Exercise passage:
※

Meredith Hagner and Andy Samberg in Palm Springs

For the movie's comedic and melancholic purposes, that co-opting of the crisis makes all the difference. When Bill Murray's Phil Connors woke every morning to Sonny & Cher crooning “I Got You Babe,” the laughs, pain, and eventual acceptance came from his inability to communicate his plight with anyone else; the weatherman may have eventually made friends and become a better person, but no one else would ever know precisely why. This film, though, presents us with a trio of characters trapped in the exact same metaphysical boat – and shouldn't that be more bearable than being trapped there alone? Palm Springs' subversive answer is: Not necessarily. Yes, after many slapstick attempts at reversing their situation, or at the very least killing themselves, Nyles and Sarah begin to accept their impossible scenario, and, when they're not evading Roy's wrath, even have some fun with it. (A nearby watering hole and that outdoor reception provide the makings for some excellent routines that horrify the onlookers.) But the movie asks a fundamental question that Groundhog Day and most of the rest of its looping ilk couldn't: What if every day you lived was not only entirely similar to the one before, but spent with someone – even someone you loved – who was aware of, and not entirely happy with, the endless repetition, too?

※

Work task A:
Answer these from the Palm Springs review:
(i) What song did Phil Connors wake to every morning, and who sang it?
(ii) Which two characters begin to accept their impossible scenario?
(iii) What two places provide the makings for some excellent routines?
Work task B:
Can you resume the Palm Springs review from where it stops, adding a paragraph or two?
Nothing in the listing is needed here.

Items listed in a dataset:
※

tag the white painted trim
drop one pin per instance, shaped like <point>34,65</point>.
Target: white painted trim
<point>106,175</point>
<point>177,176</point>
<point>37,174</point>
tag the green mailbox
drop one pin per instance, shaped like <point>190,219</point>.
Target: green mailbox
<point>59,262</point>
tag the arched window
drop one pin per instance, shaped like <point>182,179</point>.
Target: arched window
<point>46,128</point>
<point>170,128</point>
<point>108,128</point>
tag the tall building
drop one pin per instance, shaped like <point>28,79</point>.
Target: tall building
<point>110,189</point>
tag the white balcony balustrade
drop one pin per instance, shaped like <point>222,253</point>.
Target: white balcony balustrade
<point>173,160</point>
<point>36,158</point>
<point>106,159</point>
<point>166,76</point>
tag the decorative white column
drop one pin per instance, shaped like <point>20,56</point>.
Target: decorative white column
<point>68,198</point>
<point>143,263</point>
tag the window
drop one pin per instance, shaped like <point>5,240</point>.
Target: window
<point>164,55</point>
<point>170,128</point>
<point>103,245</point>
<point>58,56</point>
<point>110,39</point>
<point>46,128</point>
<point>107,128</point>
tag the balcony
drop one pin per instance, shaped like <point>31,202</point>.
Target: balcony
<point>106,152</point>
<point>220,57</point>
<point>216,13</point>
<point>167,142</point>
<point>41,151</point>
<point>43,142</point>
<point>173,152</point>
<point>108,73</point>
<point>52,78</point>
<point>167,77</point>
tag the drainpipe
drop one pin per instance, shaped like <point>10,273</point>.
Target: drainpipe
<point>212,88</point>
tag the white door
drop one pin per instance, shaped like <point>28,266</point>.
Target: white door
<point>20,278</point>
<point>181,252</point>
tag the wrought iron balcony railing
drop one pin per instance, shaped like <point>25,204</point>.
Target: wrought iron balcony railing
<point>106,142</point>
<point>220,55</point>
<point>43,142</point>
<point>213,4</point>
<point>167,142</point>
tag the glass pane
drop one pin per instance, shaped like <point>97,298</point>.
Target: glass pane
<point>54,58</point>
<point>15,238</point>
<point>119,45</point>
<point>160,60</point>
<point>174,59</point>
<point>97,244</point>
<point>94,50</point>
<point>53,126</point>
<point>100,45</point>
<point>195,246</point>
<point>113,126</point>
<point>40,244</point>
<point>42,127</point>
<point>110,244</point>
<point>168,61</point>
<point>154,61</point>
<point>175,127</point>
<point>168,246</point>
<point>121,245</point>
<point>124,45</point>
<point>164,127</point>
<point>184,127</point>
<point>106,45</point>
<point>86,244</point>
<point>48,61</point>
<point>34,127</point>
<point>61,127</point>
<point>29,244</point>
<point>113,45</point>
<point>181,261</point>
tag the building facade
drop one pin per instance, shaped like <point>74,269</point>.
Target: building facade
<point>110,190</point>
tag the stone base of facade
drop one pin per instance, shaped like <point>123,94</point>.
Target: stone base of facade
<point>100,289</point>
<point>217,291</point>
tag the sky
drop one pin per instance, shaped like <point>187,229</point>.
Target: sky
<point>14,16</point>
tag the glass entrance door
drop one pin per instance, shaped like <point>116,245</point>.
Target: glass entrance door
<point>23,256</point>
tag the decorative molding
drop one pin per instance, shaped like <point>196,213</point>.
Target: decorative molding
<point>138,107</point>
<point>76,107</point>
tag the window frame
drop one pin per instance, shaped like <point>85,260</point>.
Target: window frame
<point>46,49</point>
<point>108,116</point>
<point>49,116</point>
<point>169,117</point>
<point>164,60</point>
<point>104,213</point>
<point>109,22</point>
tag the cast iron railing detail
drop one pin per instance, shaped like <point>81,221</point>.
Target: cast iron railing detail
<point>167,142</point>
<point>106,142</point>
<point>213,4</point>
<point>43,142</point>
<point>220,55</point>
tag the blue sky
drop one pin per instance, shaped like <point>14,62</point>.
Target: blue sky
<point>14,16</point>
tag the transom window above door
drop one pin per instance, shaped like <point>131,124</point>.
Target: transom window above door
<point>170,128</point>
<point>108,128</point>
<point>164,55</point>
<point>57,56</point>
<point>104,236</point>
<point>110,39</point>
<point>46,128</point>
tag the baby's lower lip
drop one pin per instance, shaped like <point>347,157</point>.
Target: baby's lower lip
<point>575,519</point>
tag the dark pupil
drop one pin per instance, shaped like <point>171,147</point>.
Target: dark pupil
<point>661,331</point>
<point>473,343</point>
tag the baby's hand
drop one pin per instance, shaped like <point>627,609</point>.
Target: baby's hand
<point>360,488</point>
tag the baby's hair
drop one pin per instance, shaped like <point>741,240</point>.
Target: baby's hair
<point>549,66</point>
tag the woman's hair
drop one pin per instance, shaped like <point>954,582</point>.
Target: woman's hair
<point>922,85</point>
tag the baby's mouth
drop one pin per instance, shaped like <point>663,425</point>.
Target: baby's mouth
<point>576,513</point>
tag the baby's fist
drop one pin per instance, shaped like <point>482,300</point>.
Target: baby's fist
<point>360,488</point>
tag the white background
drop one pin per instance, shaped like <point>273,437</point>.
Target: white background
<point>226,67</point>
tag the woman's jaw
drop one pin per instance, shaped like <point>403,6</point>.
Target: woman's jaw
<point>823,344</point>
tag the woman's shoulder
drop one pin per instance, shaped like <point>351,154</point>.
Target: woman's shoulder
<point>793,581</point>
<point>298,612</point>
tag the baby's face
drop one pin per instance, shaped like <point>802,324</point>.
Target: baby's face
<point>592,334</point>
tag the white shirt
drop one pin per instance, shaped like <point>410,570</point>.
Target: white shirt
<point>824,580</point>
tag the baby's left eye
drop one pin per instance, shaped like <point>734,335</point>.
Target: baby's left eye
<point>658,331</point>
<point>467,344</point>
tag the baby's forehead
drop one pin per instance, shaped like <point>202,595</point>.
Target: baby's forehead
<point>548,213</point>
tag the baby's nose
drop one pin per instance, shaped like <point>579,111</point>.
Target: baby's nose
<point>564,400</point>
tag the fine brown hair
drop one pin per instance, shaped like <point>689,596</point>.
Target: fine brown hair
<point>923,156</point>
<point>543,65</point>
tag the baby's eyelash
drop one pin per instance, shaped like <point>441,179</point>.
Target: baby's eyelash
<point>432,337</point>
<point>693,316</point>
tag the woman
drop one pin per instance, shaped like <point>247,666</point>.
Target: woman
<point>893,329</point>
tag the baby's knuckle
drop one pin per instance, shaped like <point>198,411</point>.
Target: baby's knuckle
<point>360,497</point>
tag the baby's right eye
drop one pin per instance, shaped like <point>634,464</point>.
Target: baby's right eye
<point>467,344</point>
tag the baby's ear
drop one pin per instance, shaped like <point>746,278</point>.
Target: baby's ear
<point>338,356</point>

※

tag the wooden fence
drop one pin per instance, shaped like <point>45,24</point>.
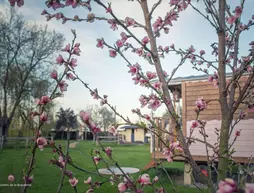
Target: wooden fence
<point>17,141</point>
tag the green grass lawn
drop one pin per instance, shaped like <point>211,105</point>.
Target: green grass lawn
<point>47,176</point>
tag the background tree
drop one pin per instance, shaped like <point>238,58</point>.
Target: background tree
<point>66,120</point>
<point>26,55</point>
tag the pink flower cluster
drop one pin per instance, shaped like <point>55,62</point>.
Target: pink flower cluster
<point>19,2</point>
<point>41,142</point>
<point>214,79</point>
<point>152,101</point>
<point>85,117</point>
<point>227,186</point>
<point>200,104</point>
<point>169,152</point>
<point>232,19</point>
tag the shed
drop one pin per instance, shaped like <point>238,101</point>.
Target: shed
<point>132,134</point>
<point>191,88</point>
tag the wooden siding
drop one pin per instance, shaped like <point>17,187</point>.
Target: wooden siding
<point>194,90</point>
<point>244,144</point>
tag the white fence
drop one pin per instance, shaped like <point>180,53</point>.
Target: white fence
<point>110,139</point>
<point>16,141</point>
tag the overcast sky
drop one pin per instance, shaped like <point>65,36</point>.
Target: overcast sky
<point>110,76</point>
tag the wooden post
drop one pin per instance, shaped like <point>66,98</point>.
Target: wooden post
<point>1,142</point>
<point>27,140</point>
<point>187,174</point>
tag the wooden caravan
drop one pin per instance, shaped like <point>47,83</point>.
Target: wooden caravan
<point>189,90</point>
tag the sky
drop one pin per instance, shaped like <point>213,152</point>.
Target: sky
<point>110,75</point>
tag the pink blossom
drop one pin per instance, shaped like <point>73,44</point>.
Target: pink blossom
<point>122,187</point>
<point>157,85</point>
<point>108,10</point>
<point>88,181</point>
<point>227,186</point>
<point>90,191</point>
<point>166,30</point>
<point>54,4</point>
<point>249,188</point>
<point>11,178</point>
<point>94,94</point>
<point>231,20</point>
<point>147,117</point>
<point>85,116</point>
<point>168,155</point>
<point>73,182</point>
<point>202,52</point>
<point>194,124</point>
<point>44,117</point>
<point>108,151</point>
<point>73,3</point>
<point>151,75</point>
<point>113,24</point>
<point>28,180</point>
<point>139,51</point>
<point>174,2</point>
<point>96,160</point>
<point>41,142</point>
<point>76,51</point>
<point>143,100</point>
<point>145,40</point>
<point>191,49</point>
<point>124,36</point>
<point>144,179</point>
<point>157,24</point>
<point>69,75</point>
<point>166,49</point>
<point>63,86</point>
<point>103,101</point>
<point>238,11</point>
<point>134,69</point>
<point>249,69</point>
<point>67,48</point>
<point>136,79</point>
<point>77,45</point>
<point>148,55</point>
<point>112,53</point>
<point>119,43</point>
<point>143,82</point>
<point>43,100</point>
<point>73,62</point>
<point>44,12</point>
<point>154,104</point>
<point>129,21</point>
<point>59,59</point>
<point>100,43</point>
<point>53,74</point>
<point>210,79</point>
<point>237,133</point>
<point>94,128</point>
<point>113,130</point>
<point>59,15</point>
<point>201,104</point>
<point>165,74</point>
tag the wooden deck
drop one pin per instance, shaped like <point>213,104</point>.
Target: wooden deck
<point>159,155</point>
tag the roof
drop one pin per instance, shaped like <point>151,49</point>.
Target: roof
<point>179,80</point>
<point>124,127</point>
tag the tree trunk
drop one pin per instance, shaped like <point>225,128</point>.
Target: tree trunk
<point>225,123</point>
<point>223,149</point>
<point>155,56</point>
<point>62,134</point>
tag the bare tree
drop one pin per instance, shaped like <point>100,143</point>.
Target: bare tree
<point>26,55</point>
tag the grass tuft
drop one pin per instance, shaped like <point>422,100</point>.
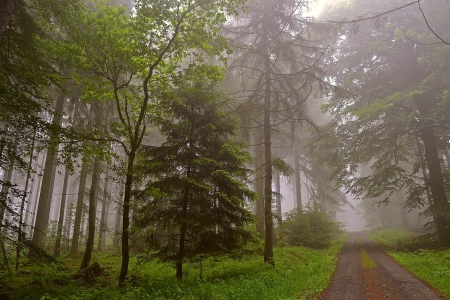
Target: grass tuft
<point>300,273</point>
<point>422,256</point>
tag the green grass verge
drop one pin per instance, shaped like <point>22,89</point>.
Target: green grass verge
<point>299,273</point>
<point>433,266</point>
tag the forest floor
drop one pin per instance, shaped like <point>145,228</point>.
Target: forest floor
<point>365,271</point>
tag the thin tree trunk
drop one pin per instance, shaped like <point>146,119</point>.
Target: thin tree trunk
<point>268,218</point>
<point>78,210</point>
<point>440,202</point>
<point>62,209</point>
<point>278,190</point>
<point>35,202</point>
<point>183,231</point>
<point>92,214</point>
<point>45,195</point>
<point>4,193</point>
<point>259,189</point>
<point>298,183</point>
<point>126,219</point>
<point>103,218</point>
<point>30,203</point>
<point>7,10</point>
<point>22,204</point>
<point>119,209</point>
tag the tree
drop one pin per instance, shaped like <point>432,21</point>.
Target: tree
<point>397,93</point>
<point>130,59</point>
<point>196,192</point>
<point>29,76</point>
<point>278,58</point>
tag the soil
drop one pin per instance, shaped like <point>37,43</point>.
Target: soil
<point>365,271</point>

※

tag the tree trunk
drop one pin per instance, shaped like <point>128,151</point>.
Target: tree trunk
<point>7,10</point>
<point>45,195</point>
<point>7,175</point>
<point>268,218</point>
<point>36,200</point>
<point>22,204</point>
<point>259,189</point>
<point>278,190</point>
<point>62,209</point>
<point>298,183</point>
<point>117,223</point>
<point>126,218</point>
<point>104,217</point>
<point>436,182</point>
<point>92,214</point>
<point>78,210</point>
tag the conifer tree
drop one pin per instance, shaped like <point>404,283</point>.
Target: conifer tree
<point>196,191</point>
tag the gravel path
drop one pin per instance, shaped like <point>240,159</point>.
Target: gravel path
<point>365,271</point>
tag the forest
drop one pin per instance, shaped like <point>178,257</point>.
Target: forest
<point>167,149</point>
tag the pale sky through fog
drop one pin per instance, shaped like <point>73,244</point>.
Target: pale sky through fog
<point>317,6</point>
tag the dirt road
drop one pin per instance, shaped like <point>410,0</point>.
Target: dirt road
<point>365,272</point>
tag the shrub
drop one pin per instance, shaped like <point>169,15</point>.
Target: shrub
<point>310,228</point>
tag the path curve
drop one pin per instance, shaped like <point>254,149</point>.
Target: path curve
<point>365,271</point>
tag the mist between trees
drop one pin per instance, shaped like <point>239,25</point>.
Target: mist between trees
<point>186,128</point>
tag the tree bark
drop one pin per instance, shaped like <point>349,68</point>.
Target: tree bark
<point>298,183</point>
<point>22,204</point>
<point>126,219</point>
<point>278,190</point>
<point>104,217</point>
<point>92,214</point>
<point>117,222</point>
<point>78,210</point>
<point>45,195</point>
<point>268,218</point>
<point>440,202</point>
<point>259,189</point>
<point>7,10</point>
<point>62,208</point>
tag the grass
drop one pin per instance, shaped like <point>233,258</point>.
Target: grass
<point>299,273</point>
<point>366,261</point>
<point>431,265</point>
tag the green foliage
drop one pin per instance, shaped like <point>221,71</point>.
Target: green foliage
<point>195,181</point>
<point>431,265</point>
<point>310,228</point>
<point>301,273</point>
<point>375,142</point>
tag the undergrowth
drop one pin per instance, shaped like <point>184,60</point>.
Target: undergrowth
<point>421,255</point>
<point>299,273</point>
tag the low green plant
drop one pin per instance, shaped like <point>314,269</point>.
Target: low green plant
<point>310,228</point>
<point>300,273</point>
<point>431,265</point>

※

Written response A:
(i) "I Got You Babe," sung by Sonny & Cher.
(ii) Nyles and Sarah.
(iii) A nearby watering hole and the outdoor reception.

Written response B:
We first meet Nyles at the point roughly equivalent to where Phil was an hour into the Murray comedy – blithely wasted and profoundly Over It – and Sarah is the one who follows the full Groundhog Day trajectory from initial discovery onward. It's when the two finally get on the same page, at first triumphantly and then more or less comfortably, that Palm Springs reveals itself as a potential pandemic-era classic. Lounging in a strangers' pool in their floating air cushions, this accidental couple isn't doing anything, can't do anything, to escape their circumstances … just like all of us trapped either alone or in another person's company during these many months of shutdown. But the closer our romantic protagonists get to each other, the more that a degree of Stockholm syndrome sets in for Nyles – he starts to relish the sameness with Sarah, the adherence to routine, that might vanish if they were ever able to get to November 10. She, in contrast, needs to grow, and wants Nyles to grow with her. How does a relationship survive when one partner is content to have things stay forever as they are and the other is increasingly desperate for change? How do we learn to either live with or escape forces absolutely beyond our control? And are both options, in the end, better explored alone?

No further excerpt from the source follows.